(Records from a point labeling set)
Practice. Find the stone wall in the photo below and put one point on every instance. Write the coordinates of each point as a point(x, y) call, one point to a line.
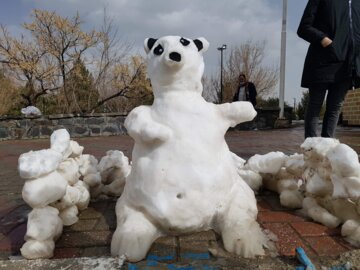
point(106, 124)
point(266, 119)
point(78, 126)
point(351, 108)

DIRECTION |
Write out the items above again, swapping "stone wall" for "wooden fence" and changing nothing else. Leave the pictures out.

WRITTEN RESPONSE |
Practice. Find the wooden fence in the photo below and put one point on every instance. Write the coordinates of each point as a point(x, y) call, one point to a line.
point(106, 124)
point(266, 119)
point(78, 126)
point(351, 108)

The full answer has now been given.